◆ **About this task**:
Print each record below precisely, with every picture left out of the copy.

◆ **Given information**:
Start of Block

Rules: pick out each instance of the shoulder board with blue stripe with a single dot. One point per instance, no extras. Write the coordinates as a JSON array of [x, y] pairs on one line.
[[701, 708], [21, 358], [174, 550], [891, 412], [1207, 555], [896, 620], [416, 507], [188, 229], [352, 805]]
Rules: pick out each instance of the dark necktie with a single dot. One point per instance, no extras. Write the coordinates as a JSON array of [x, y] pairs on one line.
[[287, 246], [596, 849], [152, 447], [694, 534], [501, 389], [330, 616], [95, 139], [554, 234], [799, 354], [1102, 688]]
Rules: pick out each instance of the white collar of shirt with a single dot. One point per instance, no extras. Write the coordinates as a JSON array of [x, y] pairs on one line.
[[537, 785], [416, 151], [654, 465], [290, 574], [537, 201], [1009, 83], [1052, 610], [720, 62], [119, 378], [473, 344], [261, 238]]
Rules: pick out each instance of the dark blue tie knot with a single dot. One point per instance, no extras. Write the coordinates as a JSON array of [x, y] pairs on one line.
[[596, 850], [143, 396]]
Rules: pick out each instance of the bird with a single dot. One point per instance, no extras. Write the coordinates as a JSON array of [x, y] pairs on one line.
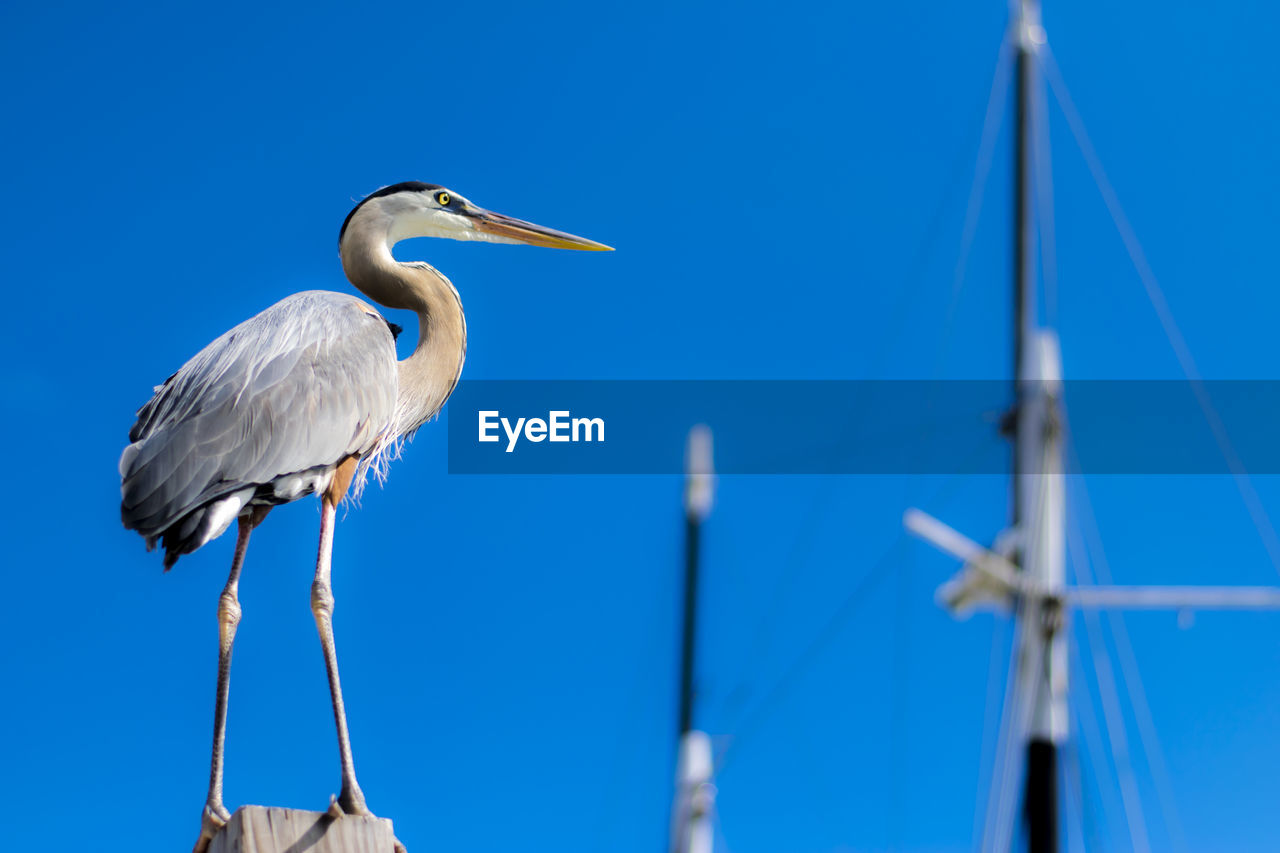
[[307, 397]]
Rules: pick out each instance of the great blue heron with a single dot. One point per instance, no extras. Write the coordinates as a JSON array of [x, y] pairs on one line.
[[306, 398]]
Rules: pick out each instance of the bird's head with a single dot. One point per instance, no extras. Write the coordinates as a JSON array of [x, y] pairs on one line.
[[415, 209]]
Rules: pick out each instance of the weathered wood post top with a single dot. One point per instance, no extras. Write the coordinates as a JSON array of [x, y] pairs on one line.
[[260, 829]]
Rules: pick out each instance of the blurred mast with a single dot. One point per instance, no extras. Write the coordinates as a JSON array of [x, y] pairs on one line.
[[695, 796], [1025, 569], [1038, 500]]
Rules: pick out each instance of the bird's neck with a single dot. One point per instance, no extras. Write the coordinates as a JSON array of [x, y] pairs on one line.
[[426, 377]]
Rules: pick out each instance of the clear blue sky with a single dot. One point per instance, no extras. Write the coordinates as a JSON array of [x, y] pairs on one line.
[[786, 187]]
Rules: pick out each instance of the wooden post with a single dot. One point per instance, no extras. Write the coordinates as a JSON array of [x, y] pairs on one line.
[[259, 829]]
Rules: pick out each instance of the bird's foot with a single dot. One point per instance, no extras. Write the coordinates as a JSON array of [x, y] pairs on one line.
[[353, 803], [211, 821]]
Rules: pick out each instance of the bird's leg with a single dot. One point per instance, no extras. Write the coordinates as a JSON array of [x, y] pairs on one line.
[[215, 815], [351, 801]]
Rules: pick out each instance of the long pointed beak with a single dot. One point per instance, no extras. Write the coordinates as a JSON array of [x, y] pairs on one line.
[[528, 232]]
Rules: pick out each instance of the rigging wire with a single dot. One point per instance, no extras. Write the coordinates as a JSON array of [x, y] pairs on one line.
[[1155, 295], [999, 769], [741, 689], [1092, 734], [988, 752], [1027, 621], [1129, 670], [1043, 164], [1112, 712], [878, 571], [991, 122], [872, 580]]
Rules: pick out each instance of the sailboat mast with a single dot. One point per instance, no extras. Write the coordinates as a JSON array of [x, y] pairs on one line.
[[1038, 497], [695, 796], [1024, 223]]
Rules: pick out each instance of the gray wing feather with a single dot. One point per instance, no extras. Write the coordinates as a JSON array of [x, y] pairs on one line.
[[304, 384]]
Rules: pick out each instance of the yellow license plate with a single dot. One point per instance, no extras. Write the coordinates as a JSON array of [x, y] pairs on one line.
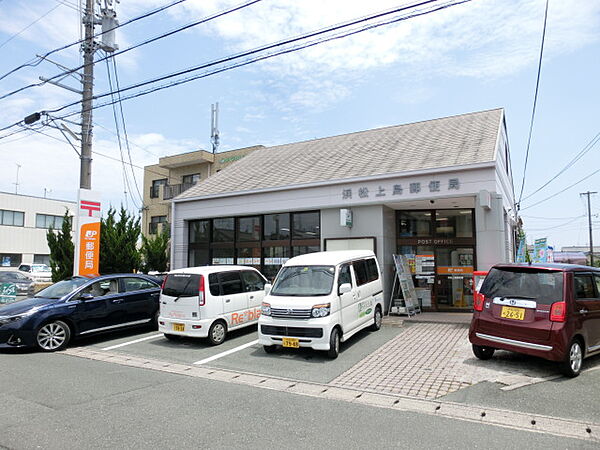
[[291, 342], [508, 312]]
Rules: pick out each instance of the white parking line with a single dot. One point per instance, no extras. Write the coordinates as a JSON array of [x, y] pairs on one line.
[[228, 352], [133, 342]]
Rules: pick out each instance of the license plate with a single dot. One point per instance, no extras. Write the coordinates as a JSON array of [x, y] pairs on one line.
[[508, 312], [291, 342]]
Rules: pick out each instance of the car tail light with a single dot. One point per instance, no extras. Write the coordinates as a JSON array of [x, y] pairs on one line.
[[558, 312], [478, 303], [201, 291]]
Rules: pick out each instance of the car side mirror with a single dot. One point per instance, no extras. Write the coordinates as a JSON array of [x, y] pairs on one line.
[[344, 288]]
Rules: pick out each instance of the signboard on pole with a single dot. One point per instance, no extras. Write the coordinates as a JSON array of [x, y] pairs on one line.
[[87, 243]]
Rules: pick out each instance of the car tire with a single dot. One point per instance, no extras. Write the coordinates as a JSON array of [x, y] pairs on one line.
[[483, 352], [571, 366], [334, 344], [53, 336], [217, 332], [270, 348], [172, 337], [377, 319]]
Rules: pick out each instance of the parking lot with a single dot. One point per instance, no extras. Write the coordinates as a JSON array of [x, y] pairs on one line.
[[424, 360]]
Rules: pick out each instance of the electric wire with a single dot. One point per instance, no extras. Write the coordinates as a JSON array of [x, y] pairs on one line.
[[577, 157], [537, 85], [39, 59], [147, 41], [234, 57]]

End of Block

◆ **Exercise result**:
Rules: pick out each instance of the shoulder board with blue stripe with a single dot. One point per instance, no extras. Write the coordinates as a JSON array of [x, y] pairs on one line.
[[701, 708], [21, 358], [174, 550], [891, 412], [1207, 555], [896, 620], [416, 507], [188, 229], [352, 805]]
Rules: pick out each instance of the dark necktie with a single dot. One point per instance, no extras. Write the coordinates as a JSON array of [x, y] pairs on one line.
[[287, 246], [596, 849], [152, 447], [694, 534], [501, 389], [330, 616], [95, 139], [554, 234], [799, 354], [1102, 688]]
Rules: pick out each instance of the white collar of shirt with a single dot. One point per instance, no extras. Write the coordinates as a JSON array of [x, y] pairs on one line.
[[537, 785], [416, 151], [654, 465], [290, 574], [537, 201], [1009, 83], [1052, 610], [720, 62], [119, 378], [473, 344], [261, 238]]
Rules: pick out each instance of the dark blue tie knot with a single dot. One point per instance, no extras. Write the coordinates as a JSON array of [x, y] pairs on one line.
[[596, 850], [143, 396]]
Rules: pick out each instance of the bird with a single dot. One point per instance, no extras. Write the coordinates as a JSON array of [x, y] pairs on one line.
[[307, 397]]
Rules: pick out each instance of the great blue heron with a single dot. One point per instance, no extras. Write the coordinates as a JSON array of [x, y] pairs on one line.
[[306, 398]]
Rules: pick out each instance of the bird's head with a single dot. One point per instance, no extras. Write the coordinates as a JSON array of [x, y] pairs on one line.
[[415, 209]]
Rules: pick out each instance of the weathered wood post top with a single dot. One point per instance, no extras. Write the coordinates as a JSON array of [x, y] pairs on one line.
[[260, 829]]
Rules: pick out each instance of the blurred mast with a single dot. One point per instance, no extras. Write the coordinates as a JSON array of [x, y] pairs on one line.
[[695, 796], [1025, 569], [1038, 500]]
Rules: pick out each instance of the bird's neck with a single dot. One point per instance, no extras. Write the coordinates as a JSON array of [x, y] pairs on one line.
[[426, 377]]
Rules: pick out each instance of the clear blue sky with a single dot. One point per instance, no extras. Write the coordinates as a JSON array of [x, y] pairs on one line.
[[786, 187]]
Rules: pick out each instance of the wooden post with a single dot. One point per instance, no extras. Write the coordinates as a JSON array of [x, y] pairs on one line.
[[259, 829]]
Rules: pick out each instance of the bird's foot with a single dot. One point per instance, no extras. Write the coordinates as a JSON array of [x, y] pairs on one line.
[[353, 803], [211, 821]]
Rules: pick out each instance of the bird's leg with a single dot. One point per instance, no extras. Write the coordinates as a JSON array of [x, y] pairs on one line.
[[215, 815], [351, 801]]
Rules: pick out each instance of the long pointed beak with a single dot. One point per instance, no extras. Write the coordinates as a JSON array of [x, y] pairs on one line.
[[528, 232]]
Rules: pick out each instance of the rigging wire with a single dot. One point per instance, no extras. Write the coordinates as a JSON array of [x, y] pairs on one line.
[[1155, 295], [999, 769], [741, 689], [1092, 734], [988, 752], [1027, 621], [1129, 670], [1043, 164], [1112, 712], [878, 571], [991, 122], [872, 580]]
Rules: pick out each instance of the sailboat mast with a single dot. One point per instance, no extras. Write the coordinates as a JSON array of [x, y] pairs on one line.
[[1038, 497], [695, 796], [1024, 223]]
Rules: pick out each instance of the gray wing feather with a single dot. One point per instance, no extras. Write the coordinates as a JSON array of [x, y] pairs on one line.
[[304, 384]]
Rules: pick out each instance of the yellow license plate with a single dot. One point per instance, no extras. Write the coordinates as a JSON array of [x, y] pairs on one line.
[[291, 342], [508, 312]]
Rules: pick out each instance of the white parking line with a single dot. One point per instance, no extras. Write the coordinates as a JSON array of [x, y] pairs on one line.
[[228, 352], [133, 342]]
Rules: pick out each instance of the license plate with a single dot. One point per instance, no extras. Write the coordinates as a JSON array of [x, y] pairs on one line.
[[508, 312], [291, 342]]
Rules: pick out each instance of the car tail light with a single dot. One point per instance, no extras. Write the coordinates as a JSON array of [x, y] pairs on one line.
[[558, 312], [478, 303], [201, 291]]
Rules: pick out each instance of the car side mirror with a single dot. One point per instance, no extras. Write the coordinates as a JSON array of [x, y] pairs on one line.
[[344, 288]]
Rules: pick out each instance of the signboard on pole with a single dot. One point per instance, no extras. Write the coordinates as a JSON array of [x, y] pairs on one line.
[[87, 243]]
Rules: pick out each instance of the car tire with a single dot. One point per instance, no extras. Write the coordinates as a JSON array of [x, y] pairs on one line.
[[483, 352], [571, 366], [334, 344], [53, 336], [217, 332], [270, 348], [172, 337], [377, 319]]
Rules: pick out each instance of the parking lot with a single dot. One point per instance, no extras. Write the coordinates as a JSON array of [x, y] pairs on one line.
[[424, 360]]
Rules: pick out each instance of the electric wire with a single dot. One point per instance, no extras. Write the coordinates as a JSON array of [x, y] pairs on one line.
[[577, 157], [537, 85], [39, 59], [147, 41], [234, 57]]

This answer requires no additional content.